start Items
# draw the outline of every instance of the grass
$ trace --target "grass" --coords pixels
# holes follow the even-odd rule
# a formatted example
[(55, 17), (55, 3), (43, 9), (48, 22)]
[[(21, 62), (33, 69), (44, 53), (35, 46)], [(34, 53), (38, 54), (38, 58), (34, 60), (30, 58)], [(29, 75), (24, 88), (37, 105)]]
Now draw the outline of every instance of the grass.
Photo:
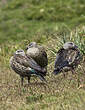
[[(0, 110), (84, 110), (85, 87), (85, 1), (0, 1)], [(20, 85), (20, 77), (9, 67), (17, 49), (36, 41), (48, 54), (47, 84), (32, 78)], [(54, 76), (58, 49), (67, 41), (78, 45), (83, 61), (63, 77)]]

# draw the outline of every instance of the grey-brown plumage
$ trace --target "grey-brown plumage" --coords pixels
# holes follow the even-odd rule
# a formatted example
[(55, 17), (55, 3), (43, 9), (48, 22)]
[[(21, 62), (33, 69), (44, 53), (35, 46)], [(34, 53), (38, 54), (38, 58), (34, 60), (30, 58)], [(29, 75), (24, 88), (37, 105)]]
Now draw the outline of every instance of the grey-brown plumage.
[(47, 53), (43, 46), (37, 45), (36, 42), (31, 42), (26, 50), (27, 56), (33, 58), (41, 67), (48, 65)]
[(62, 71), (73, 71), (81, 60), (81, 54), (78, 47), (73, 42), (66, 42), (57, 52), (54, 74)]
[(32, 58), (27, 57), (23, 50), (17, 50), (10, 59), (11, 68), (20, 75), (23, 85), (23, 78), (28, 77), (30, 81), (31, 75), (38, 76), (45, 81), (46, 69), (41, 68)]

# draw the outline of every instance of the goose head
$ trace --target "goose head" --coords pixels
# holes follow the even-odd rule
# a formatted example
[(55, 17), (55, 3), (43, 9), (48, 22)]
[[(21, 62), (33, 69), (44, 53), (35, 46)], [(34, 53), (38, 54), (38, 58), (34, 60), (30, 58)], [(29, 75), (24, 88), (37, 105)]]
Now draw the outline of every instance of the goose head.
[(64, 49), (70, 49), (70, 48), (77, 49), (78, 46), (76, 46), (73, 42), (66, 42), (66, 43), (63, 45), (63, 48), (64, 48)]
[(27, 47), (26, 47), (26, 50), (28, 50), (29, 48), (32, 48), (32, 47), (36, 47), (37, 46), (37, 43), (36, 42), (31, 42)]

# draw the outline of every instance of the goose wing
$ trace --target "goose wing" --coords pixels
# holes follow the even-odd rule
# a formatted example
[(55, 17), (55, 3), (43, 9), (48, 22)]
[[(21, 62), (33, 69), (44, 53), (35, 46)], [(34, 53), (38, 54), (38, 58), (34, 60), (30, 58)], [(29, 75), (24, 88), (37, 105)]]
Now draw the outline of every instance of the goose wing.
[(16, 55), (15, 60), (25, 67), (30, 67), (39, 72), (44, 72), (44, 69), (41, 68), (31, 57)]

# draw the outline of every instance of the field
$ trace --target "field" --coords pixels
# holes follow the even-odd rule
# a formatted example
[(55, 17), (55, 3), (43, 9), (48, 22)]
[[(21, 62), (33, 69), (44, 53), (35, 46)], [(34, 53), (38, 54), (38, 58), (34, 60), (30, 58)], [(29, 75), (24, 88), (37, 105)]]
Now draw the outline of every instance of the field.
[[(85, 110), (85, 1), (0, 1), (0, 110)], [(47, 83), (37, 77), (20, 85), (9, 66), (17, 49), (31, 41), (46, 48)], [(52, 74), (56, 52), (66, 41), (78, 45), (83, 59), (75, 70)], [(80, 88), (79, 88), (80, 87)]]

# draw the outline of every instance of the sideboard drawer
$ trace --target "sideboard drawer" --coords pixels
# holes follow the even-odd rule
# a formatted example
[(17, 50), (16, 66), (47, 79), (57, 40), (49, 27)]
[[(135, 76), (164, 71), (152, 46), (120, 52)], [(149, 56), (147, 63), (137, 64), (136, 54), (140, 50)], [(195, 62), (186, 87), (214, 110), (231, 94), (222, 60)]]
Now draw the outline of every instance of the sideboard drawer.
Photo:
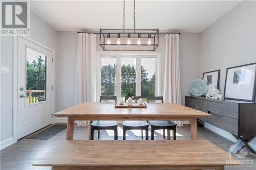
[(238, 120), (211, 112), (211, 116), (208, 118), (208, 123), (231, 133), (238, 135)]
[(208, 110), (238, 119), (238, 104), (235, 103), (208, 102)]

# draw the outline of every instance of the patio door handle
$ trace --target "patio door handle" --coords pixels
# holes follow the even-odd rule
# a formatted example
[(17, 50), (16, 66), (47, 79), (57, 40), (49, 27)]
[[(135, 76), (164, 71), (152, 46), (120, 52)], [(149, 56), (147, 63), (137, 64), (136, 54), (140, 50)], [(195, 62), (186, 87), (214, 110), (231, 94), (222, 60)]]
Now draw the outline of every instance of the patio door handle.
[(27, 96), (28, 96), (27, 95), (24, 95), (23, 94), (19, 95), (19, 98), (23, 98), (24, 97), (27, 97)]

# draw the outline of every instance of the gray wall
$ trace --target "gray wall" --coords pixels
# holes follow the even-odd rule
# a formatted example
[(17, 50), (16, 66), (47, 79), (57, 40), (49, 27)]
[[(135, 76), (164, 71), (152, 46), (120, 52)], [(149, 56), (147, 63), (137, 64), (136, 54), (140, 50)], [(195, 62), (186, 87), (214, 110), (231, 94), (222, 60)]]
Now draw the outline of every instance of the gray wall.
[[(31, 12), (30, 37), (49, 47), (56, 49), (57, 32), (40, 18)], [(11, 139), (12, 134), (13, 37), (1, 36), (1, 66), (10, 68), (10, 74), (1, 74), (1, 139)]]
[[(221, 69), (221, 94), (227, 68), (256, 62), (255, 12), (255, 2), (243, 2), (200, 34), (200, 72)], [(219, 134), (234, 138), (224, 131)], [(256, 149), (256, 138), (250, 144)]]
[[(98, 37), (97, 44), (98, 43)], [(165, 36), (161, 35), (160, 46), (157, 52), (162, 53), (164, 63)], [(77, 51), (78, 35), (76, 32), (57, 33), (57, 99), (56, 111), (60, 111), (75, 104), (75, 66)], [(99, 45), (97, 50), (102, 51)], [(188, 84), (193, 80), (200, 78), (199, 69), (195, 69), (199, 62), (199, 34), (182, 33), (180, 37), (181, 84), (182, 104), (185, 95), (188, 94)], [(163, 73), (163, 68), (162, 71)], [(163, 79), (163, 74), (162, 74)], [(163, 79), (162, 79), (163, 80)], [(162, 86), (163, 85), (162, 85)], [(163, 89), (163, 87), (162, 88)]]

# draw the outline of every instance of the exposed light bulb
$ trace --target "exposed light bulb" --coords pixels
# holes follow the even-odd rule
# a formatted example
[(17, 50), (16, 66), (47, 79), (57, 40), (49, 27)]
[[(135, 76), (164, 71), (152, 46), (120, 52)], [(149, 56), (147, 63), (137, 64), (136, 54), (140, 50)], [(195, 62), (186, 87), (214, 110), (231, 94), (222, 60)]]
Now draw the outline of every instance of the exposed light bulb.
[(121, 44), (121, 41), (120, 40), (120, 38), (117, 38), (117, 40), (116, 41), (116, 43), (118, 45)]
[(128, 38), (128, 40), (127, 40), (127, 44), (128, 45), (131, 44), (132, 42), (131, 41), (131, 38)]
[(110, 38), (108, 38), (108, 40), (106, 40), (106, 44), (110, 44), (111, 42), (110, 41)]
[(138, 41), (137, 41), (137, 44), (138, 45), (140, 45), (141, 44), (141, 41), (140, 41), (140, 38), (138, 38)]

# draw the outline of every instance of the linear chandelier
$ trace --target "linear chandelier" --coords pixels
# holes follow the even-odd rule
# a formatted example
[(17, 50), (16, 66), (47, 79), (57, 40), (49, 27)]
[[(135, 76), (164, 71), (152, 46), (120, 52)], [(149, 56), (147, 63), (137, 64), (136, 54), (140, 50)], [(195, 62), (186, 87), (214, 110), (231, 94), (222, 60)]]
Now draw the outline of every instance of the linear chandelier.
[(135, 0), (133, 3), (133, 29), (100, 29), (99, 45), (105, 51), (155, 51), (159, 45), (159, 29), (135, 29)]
end Items
▸ **Short exercise**
Could you write out the entries above word for word, starting with their first line and going on through the line with "61), (63, 77)]]", both included, but with the pictures left out?

▸ **Reply to the task**
# draw the outline of every instance of the grass
$ trace --target "grass" --coords pixels
# holes follow the even-odd rule
# a formatted example
[(55, 17), (55, 3), (43, 9), (48, 22)]
[[(21, 62), (33, 69), (44, 53), (35, 46)], [(34, 53), (38, 54), (38, 58), (34, 60), (30, 58)], [(29, 75), (24, 88), (37, 105)]]
Now draw the outline of every instance of the grass.
Photo:
[[(0, 110), (84, 110), (85, 87), (85, 1), (0, 1)], [(20, 85), (20, 77), (9, 67), (17, 49), (36, 41), (48, 54), (47, 84), (32, 78)], [(54, 76), (58, 49), (67, 41), (78, 45), (83, 61), (63, 77)]]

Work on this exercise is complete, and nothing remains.